_TO DO_
(a) Answer these from the passage on donor-derived disease transmission:
(i) What biovigilance system has been piloted?
(ii) Whom should OPOs work with to create systems that identify a deceased patient as a donor?
(iii) What two things can accepting transplant centers determine once they receive postprocurement donor information?
(b) Decide whether each statement agrees with the passage on donor-derived disease transmission, and back each yes or no with a quotation from it.
(i) OPTN policy currently requires sharing data when contacted about a potential disease transmission.
(ii) Donor hospitals decide whether postprocurement results are clinically meaningful to a recipient.
(iii) OPOs should wait until all donor tests are complete before procurement.
(c) Please list every action that the passage on donor-derived disease transmission introduces with the words "OPOs should".

_PASSAGE FOR REVIEW_
[Start of Attachment]
Communication is a key to recognizing and managing donor-derived infectious and neoplastic disease transmissions. A biovigilance system, such as piloted with the Transplant Transmission Sentinel Network (34) may facilitate such communication and recognition of disease transmission (35). Until then, each OPO and transplant center needs to establish policies that identify a key contact for patient safety concerns and facilitate sharing of data whenever contacted about a potential disease transmission as currently required by OPTN policy. Further, OPOs should implement systems to understand what tests are outstanding on each donor at the time of procurement and have a plan for acquiring the results as soon as they are available. To accomplish this, OPOs should work with donor hospitals to create systems that clearly identify a deceased patient as a donor so that results are handled in a timely fashion and universally shared with the OPO. Further, OPOs should transmit any clinical information about donors that becomes available postprocurement in a timely fashion to all accepting transplant centers. These centers can then determine if the results are clinically meaningful to their recipient and if additional testing or treatment is warranted.
[End of Attachment]
Stored data entries:
[Start of Attachment]
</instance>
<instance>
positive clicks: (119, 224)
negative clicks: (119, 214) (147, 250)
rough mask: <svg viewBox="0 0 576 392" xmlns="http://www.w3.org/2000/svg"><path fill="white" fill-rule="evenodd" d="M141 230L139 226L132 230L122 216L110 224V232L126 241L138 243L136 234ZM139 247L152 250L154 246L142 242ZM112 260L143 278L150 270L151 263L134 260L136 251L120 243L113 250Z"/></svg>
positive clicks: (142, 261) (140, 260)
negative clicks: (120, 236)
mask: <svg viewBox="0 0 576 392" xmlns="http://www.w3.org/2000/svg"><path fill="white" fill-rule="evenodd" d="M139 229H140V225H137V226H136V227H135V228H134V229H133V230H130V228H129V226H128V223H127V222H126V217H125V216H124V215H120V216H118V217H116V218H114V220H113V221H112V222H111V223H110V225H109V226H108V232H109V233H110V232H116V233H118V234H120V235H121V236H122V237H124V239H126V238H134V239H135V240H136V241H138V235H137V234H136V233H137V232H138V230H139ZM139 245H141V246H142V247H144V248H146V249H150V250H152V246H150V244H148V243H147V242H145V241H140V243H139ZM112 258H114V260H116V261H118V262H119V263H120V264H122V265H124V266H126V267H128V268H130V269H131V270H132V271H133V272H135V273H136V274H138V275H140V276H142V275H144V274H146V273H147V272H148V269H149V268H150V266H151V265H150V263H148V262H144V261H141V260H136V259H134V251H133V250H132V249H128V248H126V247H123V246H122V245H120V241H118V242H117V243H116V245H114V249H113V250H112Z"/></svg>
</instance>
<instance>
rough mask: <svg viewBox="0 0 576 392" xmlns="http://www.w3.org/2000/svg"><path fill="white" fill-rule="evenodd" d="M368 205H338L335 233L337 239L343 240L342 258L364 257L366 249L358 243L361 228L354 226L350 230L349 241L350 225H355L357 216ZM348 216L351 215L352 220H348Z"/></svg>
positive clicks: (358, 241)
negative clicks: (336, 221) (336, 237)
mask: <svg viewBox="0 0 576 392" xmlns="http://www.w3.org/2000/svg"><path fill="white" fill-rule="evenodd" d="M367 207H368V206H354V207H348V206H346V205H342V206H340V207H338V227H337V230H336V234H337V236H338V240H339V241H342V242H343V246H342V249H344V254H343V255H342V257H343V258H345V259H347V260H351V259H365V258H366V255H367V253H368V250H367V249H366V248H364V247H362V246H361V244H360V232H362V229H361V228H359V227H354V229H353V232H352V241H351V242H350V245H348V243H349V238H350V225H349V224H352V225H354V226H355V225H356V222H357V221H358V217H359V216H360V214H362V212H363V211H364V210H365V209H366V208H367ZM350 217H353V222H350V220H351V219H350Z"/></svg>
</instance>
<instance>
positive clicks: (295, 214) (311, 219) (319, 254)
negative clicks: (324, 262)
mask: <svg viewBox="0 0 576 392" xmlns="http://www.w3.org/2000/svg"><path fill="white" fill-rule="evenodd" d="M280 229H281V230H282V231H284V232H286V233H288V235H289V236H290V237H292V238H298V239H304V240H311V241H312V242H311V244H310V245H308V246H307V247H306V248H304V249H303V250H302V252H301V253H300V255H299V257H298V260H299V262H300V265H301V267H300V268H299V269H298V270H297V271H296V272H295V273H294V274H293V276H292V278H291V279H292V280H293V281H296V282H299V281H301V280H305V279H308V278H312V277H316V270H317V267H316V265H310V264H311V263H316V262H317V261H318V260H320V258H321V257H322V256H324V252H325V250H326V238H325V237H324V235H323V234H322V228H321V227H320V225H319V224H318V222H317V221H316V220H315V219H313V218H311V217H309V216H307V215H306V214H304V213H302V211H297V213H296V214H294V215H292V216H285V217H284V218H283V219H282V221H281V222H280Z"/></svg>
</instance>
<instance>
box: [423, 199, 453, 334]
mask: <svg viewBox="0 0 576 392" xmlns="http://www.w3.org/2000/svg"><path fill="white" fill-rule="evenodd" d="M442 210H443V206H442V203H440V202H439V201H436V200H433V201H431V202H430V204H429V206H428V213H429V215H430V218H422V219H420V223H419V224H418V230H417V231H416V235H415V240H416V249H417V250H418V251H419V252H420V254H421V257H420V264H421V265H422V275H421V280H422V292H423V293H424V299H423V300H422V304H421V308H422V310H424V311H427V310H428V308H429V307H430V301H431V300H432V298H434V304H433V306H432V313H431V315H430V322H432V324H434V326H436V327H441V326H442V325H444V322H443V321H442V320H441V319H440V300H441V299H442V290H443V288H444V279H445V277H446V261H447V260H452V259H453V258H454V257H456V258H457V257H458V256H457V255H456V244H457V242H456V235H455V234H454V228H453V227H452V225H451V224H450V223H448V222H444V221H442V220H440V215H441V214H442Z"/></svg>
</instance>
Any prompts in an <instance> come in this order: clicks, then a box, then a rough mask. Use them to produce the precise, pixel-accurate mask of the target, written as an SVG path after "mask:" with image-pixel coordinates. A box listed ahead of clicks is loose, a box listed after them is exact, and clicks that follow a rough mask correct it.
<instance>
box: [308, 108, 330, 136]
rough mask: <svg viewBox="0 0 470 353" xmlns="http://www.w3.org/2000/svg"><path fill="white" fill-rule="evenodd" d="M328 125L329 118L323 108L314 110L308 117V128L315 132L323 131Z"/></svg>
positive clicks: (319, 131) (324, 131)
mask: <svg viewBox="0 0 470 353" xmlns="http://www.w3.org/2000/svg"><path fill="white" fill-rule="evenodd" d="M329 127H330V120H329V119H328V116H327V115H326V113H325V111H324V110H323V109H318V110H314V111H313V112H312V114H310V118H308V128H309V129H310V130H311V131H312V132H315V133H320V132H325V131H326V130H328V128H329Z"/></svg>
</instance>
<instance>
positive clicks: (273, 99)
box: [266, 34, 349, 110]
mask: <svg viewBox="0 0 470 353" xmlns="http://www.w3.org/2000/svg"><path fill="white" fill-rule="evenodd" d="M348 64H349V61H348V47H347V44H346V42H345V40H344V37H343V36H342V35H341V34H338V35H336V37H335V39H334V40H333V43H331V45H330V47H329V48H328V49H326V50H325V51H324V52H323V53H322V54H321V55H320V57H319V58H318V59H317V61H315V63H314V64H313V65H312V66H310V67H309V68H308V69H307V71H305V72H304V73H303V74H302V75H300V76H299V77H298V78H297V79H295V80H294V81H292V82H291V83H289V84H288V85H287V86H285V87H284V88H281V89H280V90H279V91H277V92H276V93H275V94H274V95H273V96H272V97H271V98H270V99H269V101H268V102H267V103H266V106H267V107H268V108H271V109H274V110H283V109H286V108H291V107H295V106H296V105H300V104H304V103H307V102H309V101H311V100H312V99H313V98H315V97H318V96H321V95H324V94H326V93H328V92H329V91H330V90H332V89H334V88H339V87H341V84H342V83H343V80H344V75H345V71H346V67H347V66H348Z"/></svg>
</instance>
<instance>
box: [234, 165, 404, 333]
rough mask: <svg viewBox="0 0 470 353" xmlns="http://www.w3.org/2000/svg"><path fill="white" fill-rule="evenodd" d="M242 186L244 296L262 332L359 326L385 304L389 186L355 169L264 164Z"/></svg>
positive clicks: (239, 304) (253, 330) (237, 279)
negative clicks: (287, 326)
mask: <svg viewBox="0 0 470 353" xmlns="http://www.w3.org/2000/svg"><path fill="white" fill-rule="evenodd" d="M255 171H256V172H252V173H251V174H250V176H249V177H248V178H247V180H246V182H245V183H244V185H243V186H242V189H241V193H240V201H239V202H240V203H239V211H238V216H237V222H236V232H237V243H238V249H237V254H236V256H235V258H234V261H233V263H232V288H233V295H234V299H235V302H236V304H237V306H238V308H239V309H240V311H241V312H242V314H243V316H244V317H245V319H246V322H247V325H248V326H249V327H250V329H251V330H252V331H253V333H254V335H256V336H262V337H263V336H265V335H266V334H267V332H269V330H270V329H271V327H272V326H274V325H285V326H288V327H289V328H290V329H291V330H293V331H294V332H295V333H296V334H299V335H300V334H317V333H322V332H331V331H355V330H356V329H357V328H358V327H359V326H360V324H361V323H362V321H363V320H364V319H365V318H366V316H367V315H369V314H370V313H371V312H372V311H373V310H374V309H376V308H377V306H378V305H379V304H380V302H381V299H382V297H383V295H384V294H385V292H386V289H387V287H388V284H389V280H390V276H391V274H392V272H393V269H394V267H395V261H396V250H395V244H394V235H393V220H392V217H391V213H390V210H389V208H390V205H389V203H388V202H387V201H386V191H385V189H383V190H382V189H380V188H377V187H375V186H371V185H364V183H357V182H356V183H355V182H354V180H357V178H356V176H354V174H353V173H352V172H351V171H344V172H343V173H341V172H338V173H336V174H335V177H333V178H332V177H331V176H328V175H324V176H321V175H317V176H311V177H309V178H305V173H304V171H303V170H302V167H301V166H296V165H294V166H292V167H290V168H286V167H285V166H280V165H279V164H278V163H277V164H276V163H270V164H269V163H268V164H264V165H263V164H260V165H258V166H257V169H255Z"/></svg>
[End of Attachment]
_ANSWER SECTION_
(a)
(i) The Transplant Transmission Sentinel Network.
(ii) Donor hospitals.
(iii) Whether the results are clinically meaningful to their recipient, and whether additional testing or treatment is warranted.

(b)
(i) Yes: "facilitate sharing of data whenever contacted about a potential disease transmission as currently required by OPTN policy"
(ii) No: "These centers can then determine if the results are clinically meaningful to their recipient"
(iii) No: "understand what tests are outstanding on each donor at the time of procurement and have a plan for acquiring the results as soon as they are available"

(c)
Implement systems to understand what tests are outstanding on each donor at the time of procurement.
Have a plan for acquiring the results as soon as they are available.
Work with donor hospitals to create systems that clearly identify a deceased patient as a donor.
Transmit any clinical information about donors that becomes available postprocurement in a timely fashion to all accepting transplant centers.